所给文本:
*****
脓毒症后期凝血功能紊乱,由于早期促凝机制增强,纤维蛋白大量生成并形成广泛微血栓,从而导致各种凝血因子和血小板被大量消耗。肝脏虽可代偿性产生凝血因子,但是由于消耗过多而代偿不足,并且脓毒症中肝功能受损,其合成凝血因子功能障碍,凝血因子减少[40]。同时单核-巨噬细胞大量吞噬被激活的凝血因子和纤维蛋白,使促凝物质的能力下降,血液凝固性逐步降低,即为消耗性低凝[41]。张宁和梁志锋临床分别应用参附注射液和犀角地黄汤治疗脓毒症患者,已证实二者可维持严重脓毒症患者凝血-纤溶动态平衡,缓解出血倾向,改善凝血功能[42-43]。李友宾课题组研究发现,中药桃仁直接作用于FXa,达到一定的抗凝血作用却不会引起大出血,改善凝血功能[44]。
*****
所给记录:
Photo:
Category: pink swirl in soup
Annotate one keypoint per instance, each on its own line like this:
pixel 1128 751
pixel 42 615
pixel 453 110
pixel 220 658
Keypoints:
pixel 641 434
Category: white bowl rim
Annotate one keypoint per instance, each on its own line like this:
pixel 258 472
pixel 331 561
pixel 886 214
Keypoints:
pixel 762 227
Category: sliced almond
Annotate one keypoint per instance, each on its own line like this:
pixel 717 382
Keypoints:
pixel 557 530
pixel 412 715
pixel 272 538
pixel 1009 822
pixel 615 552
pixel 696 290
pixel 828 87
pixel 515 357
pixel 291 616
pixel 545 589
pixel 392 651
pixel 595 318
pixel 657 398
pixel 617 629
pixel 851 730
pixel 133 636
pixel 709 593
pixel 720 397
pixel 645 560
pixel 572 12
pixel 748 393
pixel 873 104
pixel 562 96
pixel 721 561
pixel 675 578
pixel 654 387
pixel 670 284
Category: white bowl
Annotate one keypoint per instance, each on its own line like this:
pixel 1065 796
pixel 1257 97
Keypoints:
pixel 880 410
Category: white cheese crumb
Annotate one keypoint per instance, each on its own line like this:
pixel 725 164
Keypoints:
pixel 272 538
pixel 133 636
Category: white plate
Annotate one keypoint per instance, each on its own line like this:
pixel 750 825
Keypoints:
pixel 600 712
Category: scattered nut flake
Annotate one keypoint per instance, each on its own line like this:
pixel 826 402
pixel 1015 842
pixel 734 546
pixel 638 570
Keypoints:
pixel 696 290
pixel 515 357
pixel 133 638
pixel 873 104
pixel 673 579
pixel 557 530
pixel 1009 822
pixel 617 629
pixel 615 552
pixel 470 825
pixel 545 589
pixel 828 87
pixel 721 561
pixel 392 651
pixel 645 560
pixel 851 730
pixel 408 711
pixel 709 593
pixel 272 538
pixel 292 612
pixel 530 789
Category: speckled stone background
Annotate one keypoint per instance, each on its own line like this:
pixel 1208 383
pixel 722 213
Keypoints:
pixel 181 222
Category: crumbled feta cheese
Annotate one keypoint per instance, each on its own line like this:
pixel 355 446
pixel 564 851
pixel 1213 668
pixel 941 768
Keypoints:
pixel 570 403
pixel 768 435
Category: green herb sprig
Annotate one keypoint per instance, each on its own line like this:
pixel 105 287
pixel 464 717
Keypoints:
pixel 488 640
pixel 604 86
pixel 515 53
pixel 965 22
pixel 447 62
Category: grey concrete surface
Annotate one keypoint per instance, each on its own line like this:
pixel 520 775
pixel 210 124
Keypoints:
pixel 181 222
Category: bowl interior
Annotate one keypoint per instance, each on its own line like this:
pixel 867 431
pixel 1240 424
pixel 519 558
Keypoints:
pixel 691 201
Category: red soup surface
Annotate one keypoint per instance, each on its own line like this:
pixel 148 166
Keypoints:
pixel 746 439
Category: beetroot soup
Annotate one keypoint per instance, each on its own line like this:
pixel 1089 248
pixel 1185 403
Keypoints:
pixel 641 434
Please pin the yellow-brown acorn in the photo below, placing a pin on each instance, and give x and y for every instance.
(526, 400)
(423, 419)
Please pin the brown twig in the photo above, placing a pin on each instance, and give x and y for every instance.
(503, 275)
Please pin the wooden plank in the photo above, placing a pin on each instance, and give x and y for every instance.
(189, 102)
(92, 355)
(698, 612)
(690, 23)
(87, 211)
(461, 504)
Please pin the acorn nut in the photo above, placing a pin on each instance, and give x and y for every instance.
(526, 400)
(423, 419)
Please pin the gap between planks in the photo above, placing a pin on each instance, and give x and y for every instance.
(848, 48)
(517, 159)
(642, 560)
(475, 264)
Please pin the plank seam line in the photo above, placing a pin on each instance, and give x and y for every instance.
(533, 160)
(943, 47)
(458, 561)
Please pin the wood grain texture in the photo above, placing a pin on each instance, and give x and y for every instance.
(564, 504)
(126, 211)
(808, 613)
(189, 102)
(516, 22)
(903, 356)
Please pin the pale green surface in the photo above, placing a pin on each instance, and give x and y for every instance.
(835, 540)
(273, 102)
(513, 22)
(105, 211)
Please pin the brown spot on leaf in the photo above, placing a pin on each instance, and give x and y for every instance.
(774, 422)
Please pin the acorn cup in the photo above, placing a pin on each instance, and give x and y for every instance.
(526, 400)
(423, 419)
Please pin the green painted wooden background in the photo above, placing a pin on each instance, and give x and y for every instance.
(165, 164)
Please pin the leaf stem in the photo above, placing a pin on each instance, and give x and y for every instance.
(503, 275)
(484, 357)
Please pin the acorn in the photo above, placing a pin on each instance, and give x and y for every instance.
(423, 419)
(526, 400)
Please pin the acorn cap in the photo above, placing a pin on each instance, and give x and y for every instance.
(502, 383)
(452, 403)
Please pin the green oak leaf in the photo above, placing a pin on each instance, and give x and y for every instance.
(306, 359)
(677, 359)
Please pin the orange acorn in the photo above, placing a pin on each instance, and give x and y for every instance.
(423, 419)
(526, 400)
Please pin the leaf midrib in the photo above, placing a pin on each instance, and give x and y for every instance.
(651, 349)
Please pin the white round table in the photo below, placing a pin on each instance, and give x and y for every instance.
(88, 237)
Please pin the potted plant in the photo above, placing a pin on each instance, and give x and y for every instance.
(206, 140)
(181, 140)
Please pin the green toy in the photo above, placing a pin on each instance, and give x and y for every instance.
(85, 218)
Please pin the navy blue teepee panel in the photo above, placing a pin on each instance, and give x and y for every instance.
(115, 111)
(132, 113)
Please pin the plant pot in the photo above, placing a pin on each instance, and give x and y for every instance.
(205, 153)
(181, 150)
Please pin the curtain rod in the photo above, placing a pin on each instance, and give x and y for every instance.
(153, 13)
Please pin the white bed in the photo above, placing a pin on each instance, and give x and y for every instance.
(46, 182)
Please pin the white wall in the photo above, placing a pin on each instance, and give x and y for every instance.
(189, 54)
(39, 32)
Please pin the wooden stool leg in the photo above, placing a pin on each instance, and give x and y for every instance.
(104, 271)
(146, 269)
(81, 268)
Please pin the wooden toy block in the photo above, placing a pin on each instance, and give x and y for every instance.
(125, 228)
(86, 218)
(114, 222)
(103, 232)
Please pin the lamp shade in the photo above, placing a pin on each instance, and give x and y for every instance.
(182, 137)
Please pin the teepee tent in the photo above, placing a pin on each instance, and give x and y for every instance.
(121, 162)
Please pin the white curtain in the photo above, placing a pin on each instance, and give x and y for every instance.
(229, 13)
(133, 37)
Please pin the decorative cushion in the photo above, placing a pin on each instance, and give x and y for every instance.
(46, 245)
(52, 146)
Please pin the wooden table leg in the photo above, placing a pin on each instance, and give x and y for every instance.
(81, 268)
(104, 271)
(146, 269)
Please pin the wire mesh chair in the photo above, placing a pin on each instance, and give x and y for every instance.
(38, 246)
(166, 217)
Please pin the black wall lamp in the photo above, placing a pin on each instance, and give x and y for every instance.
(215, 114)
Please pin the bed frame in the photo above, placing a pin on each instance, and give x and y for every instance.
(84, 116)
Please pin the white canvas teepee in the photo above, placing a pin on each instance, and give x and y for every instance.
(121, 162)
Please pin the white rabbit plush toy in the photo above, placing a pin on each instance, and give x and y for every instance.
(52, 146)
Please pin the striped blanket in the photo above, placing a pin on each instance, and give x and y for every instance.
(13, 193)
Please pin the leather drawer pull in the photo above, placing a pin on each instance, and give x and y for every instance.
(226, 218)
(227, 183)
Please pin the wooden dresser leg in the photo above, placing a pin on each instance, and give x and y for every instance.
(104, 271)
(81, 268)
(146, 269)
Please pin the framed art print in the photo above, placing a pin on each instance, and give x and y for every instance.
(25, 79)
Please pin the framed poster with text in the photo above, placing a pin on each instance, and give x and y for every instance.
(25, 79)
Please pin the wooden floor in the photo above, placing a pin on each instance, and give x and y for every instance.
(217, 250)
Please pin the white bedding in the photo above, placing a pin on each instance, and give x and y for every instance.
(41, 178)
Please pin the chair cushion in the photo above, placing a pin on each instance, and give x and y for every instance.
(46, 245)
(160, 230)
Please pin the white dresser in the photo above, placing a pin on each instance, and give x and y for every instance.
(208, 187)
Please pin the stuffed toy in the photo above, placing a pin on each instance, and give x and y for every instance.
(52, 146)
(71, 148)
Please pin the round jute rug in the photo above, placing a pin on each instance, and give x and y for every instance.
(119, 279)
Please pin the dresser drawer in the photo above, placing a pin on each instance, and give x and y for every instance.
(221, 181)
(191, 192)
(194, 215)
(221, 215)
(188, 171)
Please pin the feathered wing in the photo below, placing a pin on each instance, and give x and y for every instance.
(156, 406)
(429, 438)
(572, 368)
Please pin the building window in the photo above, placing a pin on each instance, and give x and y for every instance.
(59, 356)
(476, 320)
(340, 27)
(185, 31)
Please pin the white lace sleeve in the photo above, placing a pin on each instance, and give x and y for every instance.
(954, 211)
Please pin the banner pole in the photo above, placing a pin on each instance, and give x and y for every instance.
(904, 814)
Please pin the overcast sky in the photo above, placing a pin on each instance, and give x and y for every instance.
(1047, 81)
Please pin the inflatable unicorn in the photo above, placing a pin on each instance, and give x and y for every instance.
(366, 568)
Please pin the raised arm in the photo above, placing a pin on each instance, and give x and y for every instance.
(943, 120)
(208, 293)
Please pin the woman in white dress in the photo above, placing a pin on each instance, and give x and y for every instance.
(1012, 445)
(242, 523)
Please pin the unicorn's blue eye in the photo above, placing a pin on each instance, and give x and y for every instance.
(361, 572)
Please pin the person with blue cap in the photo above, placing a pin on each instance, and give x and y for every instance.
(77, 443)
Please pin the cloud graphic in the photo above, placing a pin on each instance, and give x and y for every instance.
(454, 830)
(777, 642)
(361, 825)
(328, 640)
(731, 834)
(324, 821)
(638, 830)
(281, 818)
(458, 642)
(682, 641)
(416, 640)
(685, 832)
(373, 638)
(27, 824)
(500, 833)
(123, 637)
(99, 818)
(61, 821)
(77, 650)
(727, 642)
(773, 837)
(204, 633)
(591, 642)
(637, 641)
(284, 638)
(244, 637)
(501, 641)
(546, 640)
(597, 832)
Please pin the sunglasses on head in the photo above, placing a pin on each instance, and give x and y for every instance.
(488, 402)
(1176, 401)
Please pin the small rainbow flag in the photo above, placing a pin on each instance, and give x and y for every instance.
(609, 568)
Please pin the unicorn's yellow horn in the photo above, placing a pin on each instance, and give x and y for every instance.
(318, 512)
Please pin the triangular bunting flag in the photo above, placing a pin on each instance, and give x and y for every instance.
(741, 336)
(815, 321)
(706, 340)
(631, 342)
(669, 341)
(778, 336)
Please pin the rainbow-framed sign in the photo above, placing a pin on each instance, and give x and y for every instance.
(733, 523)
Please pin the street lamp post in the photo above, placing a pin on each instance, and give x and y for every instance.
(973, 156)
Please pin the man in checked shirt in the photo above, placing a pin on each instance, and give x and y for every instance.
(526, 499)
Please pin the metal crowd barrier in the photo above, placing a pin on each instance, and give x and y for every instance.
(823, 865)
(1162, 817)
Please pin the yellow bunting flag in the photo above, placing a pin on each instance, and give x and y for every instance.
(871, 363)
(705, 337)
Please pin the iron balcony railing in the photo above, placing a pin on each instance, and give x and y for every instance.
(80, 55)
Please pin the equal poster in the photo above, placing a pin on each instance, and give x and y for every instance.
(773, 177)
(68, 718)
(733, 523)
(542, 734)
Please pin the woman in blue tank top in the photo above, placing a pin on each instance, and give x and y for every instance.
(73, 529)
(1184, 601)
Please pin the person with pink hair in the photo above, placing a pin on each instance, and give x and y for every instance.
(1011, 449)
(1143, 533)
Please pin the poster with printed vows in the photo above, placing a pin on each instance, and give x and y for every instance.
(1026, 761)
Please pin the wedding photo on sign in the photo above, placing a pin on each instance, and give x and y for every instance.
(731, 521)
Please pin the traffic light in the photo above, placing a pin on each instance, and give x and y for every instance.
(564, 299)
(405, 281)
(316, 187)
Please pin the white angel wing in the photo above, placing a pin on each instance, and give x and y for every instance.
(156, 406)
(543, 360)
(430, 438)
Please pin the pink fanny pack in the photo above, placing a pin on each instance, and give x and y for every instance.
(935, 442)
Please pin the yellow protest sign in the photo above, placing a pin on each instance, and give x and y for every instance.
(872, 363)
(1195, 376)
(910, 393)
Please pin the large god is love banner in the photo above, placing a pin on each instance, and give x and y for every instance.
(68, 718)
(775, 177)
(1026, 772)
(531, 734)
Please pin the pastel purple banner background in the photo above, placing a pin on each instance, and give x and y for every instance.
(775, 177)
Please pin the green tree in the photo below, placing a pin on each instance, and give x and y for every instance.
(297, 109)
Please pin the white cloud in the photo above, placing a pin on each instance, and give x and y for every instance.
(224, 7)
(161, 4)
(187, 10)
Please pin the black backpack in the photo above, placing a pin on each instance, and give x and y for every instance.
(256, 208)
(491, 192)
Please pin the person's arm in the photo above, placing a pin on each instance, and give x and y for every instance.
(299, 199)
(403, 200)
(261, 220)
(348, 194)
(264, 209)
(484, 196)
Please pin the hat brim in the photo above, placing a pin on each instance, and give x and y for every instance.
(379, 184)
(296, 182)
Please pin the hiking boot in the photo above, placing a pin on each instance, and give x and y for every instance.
*****
练习目标: 照原样引用脓毒症凝血文本中从“脓毒症后期凝血功能紊乱,由于”到“出血,改善凝血功能[44]。”的部分。 上面各行是独立的材料，与脓毒症凝血文本无关。

参考答案:
脓毒症后期凝血功能紊乱,由于早期促凝机制增强,纤维蛋白大量生成并形成广泛微血栓,从而导致各种凝血因子和血小板被大量消耗。肝脏虽可代偿性产生凝血因子,但是由于消耗过多而代偿不足,并且脓毒症中肝功能受损,其合成凝血因子功能障碍,凝血因子减少[40]。同时单核-巨噬细胞大量吞噬被激活的凝血因子和纤维蛋白,使促凝物质的能力下降,血液凝固性逐步降低,即为消耗性低凝[41]。张宁和梁志锋临床分别应用参附注射液和犀角地黄汤治疗脓毒症患者,已证实二者可维持严重脓毒症患者凝血-纤溶动态平衡,缓解出血倾向,改善凝血功能[42-43]。李友宾课题组研究发现,中药桃仁直接作用于FXa,达到一定的抗凝血作用却不会引起大出血,改善凝血功能[44]。